(DATA FOR THIS TASK)
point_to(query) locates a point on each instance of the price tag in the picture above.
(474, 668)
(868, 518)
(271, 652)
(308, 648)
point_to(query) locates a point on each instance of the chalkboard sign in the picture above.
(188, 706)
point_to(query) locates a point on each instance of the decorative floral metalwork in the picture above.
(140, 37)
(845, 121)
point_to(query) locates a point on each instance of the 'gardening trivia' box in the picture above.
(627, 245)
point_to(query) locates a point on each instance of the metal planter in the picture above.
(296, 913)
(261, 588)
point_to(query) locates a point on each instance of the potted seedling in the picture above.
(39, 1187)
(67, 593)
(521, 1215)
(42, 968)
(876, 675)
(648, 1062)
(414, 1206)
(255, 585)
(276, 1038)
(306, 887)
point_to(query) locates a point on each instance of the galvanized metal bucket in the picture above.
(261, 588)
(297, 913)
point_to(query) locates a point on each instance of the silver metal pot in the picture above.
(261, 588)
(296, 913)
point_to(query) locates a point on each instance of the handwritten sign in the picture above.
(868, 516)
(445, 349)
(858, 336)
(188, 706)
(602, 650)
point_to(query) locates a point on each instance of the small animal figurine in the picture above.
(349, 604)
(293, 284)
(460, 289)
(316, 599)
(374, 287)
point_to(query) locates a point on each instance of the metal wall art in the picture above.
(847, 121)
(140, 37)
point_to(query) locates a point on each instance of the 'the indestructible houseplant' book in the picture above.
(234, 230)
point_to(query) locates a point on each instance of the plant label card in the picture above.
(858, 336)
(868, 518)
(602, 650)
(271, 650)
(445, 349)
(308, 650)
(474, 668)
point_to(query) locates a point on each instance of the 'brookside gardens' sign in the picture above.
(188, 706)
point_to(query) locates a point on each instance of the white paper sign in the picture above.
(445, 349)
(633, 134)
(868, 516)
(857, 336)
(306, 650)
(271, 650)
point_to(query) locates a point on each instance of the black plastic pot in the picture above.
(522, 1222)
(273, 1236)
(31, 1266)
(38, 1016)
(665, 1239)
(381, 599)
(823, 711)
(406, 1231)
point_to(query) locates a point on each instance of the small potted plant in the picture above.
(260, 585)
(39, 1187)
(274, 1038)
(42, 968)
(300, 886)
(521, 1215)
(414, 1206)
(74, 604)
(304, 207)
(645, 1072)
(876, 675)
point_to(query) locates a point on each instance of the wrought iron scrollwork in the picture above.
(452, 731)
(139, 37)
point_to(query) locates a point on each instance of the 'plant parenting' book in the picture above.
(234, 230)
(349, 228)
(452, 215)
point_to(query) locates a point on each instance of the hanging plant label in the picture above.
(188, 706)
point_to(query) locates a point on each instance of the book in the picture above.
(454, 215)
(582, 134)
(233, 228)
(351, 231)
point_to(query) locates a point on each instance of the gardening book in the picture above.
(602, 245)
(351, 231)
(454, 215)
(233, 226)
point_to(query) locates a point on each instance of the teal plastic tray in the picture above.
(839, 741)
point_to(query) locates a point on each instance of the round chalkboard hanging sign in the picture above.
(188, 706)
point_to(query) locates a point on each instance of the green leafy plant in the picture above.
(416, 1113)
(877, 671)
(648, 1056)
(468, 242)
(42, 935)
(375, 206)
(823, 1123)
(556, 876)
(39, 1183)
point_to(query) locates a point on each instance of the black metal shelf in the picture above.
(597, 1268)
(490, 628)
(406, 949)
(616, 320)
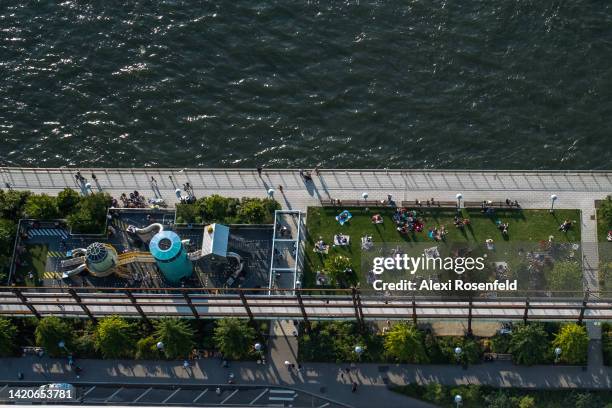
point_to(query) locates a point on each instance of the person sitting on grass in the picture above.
(565, 226)
(377, 219)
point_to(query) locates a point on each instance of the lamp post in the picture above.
(358, 351)
(553, 198)
(458, 353)
(557, 354)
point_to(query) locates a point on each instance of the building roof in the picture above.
(215, 243)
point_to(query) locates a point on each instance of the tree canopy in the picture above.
(50, 331)
(177, 336)
(529, 344)
(404, 342)
(573, 341)
(114, 337)
(234, 338)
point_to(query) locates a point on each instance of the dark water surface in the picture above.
(466, 84)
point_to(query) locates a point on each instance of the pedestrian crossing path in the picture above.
(280, 395)
(38, 232)
(51, 275)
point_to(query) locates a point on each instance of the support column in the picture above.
(356, 307)
(142, 314)
(79, 301)
(194, 311)
(470, 319)
(303, 309)
(584, 306)
(246, 307)
(414, 316)
(25, 302)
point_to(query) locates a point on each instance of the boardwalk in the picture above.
(532, 189)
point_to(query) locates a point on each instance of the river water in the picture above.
(357, 84)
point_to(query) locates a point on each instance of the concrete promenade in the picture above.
(318, 378)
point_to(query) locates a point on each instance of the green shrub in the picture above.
(500, 343)
(404, 343)
(529, 344)
(12, 203)
(90, 214)
(41, 207)
(8, 335)
(573, 341)
(50, 331)
(67, 201)
(115, 337)
(234, 338)
(146, 348)
(176, 335)
(339, 270)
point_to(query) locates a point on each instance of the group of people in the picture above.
(461, 222)
(133, 200)
(407, 221)
(565, 226)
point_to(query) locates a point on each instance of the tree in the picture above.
(8, 334)
(529, 344)
(252, 211)
(90, 214)
(67, 201)
(114, 337)
(527, 401)
(404, 342)
(177, 336)
(41, 207)
(339, 269)
(7, 236)
(50, 331)
(11, 203)
(146, 348)
(573, 341)
(217, 208)
(234, 338)
(565, 275)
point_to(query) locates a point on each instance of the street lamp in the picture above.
(553, 198)
(458, 352)
(557, 354)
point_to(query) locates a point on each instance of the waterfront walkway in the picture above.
(325, 379)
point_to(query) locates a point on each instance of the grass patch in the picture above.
(476, 396)
(525, 226)
(34, 260)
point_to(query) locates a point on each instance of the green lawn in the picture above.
(33, 260)
(525, 227)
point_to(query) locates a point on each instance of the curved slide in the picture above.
(74, 272)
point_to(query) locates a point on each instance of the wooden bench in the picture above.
(353, 203)
(492, 204)
(432, 204)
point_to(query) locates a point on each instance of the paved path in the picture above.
(318, 378)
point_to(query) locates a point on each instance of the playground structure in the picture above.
(166, 250)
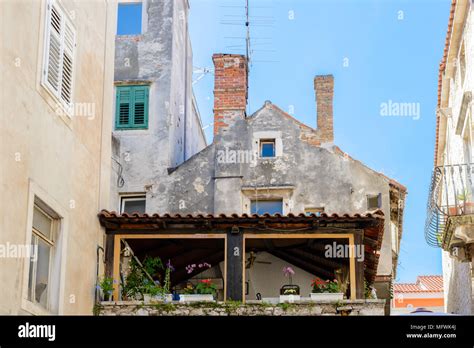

(DESCRIPTION OF THE TASK) Count the rows above in which the string "sign" appears, and reply with only that number.

(RESULT OF THE TASK) 5